--- Begin ---

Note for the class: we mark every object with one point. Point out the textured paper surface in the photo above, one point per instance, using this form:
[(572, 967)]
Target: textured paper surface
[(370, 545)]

--- End ---
--- Begin ---

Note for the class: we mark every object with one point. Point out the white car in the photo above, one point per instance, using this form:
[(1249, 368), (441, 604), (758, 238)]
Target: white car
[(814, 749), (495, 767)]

--- End ---

--- Directive ---
Reproduce everything from the line containing "out the textured" down to the line containing "[(370, 545)]", swapping "textured" for "crumpled" and leaving all else unchanged.

--- Final result ---
Note for the class: we mark every object with one point. Point out the crumpled paper surface in the photo above, one point per instance, using this form:
[(572, 967)]
Target: crumpled paper surface
[(370, 545)]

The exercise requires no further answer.